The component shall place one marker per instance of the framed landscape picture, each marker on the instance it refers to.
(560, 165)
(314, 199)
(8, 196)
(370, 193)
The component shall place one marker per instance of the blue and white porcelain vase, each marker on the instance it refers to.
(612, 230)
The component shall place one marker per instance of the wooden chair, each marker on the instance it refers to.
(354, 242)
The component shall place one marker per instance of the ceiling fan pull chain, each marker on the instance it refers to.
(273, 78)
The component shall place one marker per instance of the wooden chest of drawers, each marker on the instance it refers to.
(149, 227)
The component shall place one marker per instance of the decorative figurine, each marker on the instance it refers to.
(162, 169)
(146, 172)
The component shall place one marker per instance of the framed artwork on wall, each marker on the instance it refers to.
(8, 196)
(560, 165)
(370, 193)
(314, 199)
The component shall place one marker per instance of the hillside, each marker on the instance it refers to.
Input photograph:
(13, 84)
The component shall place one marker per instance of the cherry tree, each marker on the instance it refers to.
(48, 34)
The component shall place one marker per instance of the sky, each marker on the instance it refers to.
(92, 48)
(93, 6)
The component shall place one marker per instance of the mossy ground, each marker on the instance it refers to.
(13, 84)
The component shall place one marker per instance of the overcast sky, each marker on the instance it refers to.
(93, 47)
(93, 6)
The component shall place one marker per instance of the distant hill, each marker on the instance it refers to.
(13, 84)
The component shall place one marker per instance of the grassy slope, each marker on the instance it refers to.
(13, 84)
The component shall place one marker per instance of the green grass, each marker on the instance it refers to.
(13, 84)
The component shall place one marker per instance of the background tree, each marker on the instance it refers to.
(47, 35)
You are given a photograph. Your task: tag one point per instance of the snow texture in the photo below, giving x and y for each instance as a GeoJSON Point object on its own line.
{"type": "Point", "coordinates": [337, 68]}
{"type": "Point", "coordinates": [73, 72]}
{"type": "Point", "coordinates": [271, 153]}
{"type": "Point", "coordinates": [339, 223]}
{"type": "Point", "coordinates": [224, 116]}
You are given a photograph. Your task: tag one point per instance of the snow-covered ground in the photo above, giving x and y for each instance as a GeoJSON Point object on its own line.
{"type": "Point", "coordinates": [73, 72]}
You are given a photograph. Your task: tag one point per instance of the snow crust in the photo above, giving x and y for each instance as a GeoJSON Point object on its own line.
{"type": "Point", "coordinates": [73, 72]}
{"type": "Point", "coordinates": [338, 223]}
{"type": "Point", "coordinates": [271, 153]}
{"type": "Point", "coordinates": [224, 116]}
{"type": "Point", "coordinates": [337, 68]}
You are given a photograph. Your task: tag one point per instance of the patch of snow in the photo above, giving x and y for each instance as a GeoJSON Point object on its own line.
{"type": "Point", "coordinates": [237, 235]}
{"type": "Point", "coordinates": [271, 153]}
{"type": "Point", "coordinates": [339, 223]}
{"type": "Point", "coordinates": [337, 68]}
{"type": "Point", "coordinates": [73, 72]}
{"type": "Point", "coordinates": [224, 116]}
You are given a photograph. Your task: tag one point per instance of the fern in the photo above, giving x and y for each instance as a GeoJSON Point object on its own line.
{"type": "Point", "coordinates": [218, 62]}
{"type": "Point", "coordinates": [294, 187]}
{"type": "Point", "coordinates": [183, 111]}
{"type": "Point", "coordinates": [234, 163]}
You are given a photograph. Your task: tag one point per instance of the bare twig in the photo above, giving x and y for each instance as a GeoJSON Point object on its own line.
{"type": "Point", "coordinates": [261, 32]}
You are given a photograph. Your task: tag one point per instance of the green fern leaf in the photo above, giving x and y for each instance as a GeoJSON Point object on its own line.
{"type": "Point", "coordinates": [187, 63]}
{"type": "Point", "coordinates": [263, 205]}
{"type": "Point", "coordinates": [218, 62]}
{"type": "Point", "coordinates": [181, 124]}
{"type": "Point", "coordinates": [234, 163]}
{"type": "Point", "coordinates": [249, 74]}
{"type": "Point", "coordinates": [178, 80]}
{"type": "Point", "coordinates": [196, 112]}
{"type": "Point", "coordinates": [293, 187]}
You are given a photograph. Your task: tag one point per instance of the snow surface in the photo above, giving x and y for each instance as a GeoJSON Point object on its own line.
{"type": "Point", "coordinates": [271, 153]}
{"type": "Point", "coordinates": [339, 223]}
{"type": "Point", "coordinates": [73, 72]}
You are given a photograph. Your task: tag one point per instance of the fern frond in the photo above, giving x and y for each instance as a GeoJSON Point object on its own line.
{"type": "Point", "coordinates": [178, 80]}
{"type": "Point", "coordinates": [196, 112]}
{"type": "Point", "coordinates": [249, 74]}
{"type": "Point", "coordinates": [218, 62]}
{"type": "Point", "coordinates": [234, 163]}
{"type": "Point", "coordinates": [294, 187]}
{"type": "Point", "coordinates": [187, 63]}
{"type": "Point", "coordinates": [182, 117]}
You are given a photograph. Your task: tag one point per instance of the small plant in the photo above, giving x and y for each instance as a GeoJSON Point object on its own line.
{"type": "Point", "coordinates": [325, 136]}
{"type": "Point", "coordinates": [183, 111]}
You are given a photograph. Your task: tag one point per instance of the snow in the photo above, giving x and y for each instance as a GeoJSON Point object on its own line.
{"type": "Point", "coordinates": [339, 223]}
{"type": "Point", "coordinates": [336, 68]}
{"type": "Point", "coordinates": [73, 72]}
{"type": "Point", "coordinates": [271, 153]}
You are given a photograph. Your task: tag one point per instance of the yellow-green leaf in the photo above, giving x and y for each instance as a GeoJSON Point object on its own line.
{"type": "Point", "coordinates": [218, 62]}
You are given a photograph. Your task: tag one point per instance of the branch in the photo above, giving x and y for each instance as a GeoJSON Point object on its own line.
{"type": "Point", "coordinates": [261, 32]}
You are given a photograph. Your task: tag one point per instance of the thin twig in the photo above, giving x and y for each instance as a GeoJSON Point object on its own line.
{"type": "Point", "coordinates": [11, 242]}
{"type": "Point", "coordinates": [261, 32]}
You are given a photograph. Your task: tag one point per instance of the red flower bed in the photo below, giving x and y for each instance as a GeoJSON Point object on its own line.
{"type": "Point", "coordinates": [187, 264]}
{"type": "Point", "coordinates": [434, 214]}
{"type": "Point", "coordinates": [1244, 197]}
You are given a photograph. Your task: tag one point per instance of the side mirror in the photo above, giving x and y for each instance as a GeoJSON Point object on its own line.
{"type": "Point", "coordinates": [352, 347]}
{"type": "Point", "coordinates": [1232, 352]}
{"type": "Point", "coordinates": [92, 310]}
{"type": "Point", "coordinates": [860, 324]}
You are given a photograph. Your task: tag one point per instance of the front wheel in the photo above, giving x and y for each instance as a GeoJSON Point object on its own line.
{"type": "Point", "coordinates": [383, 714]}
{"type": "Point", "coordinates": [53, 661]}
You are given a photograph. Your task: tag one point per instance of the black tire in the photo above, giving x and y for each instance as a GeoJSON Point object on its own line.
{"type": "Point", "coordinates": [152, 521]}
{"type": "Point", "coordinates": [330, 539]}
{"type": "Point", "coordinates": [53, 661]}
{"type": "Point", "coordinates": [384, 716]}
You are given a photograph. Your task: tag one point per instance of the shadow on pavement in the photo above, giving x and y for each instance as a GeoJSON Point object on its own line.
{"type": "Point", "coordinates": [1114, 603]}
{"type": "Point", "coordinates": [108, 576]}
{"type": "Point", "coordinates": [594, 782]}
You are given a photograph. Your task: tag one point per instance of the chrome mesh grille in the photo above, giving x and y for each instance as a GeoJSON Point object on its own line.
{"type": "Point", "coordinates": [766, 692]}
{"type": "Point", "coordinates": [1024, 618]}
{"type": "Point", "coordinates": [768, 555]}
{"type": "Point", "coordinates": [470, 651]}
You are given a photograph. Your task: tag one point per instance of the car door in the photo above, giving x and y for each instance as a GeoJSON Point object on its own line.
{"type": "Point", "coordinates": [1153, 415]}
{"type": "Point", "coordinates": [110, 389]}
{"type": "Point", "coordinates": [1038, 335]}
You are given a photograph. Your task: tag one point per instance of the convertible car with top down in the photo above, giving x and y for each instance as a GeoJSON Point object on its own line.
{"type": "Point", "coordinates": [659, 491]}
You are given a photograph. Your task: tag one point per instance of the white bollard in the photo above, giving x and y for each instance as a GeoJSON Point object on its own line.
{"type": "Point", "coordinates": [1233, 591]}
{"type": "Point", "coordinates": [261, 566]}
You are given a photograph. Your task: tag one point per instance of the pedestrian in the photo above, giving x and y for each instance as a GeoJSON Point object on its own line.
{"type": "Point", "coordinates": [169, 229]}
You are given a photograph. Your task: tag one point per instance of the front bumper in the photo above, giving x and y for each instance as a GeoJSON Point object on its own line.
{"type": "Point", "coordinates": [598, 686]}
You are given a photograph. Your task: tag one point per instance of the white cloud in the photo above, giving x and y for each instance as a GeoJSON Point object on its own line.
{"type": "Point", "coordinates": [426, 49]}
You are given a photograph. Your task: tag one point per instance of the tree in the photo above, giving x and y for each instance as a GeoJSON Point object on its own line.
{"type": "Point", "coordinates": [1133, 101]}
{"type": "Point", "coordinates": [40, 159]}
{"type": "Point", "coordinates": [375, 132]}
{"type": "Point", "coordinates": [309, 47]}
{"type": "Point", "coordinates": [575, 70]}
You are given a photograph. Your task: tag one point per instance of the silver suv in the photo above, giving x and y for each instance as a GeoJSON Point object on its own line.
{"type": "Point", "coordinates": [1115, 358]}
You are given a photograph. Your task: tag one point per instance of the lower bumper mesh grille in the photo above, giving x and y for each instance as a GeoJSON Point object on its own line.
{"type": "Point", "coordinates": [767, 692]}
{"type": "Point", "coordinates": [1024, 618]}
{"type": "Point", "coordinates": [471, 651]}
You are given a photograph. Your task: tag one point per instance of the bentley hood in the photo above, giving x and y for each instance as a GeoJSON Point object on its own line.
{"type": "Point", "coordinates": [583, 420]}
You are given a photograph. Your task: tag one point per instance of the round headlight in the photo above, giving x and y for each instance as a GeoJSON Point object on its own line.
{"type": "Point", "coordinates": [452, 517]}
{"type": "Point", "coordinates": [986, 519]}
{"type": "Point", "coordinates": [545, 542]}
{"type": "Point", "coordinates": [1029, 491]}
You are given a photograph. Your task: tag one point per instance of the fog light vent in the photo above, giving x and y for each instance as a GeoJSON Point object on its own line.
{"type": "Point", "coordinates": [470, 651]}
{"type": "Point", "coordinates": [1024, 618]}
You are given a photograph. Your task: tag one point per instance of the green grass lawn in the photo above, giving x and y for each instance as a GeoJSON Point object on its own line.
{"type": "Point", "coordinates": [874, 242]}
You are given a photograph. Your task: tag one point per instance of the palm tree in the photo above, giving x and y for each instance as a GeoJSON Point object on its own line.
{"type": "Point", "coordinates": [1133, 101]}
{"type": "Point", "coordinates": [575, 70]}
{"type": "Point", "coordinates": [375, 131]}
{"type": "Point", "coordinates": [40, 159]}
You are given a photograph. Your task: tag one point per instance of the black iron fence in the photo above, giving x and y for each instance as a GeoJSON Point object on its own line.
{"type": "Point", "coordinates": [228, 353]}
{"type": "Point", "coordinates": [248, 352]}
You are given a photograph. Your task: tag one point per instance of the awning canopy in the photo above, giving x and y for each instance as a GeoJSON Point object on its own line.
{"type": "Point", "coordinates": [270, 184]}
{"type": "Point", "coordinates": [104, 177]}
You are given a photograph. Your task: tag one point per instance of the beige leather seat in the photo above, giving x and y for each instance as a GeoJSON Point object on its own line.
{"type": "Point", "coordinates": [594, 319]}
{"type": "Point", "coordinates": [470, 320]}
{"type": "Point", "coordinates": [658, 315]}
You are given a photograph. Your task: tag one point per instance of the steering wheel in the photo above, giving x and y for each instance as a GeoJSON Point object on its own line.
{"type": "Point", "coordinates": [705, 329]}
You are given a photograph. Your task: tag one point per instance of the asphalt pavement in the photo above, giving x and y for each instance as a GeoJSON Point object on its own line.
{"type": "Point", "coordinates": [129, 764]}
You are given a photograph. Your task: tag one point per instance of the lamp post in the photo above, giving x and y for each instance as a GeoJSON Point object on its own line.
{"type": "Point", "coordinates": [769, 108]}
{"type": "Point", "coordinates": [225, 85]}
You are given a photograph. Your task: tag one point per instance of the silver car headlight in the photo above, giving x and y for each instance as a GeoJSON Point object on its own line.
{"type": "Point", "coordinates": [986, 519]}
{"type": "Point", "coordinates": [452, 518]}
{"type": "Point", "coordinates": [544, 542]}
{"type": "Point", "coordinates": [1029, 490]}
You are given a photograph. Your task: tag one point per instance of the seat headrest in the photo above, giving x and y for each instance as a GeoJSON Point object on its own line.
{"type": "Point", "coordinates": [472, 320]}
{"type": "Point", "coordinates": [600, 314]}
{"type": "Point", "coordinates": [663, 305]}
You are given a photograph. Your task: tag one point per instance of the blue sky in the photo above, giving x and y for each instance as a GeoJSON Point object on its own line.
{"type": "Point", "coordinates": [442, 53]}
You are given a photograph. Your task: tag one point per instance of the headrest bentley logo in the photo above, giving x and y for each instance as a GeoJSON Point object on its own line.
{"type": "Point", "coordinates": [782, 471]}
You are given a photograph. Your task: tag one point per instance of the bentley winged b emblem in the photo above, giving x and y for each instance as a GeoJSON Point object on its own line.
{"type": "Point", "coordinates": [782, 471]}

◇ ◇ ◇ ◇

### Exercise directions
In the entries above, take the line containing "of the lamp" and each later line through the last, and repeat them exactly. Output nothing else.

### Full solution
You are given a photograph. Your task: tag one point per instance of the lamp post in the photo above, giving x and y for each instance as a GeoJSON Point object on its own line.
{"type": "Point", "coordinates": [769, 108]}
{"type": "Point", "coordinates": [225, 85]}
You are given a photograph. Your task: tag one point per instance of the silver car headlight in the photo above, giving x and y for each instance as a GeoJSON Point object on its own line.
{"type": "Point", "coordinates": [986, 519]}
{"type": "Point", "coordinates": [452, 518]}
{"type": "Point", "coordinates": [544, 542]}
{"type": "Point", "coordinates": [1029, 490]}
You are given a photograph. Your task: tag one point per instance of the seat headrest in the photo above, giving x and y for each instance as a GeoJSON Point object on its own line.
{"type": "Point", "coordinates": [472, 320]}
{"type": "Point", "coordinates": [600, 314]}
{"type": "Point", "coordinates": [663, 305]}
You are given a photograph. Your task: tag one point per instance of the blue sky in the photo above, giving x and y for each instance as a GeoJSON Point object on its own line.
{"type": "Point", "coordinates": [442, 53]}
You are given a photograph. Your task: tag one point per instance of the headrest bentley logo in the photo above, giving x and y for each instance as a GeoJSON Point object on its own line.
{"type": "Point", "coordinates": [782, 471]}
You are given a photograph. Your task: tag one point per instance of the bentley winged b emblem in the photo above, giving x and y for each instance as a GeoJSON Point object on its own line.
{"type": "Point", "coordinates": [782, 471]}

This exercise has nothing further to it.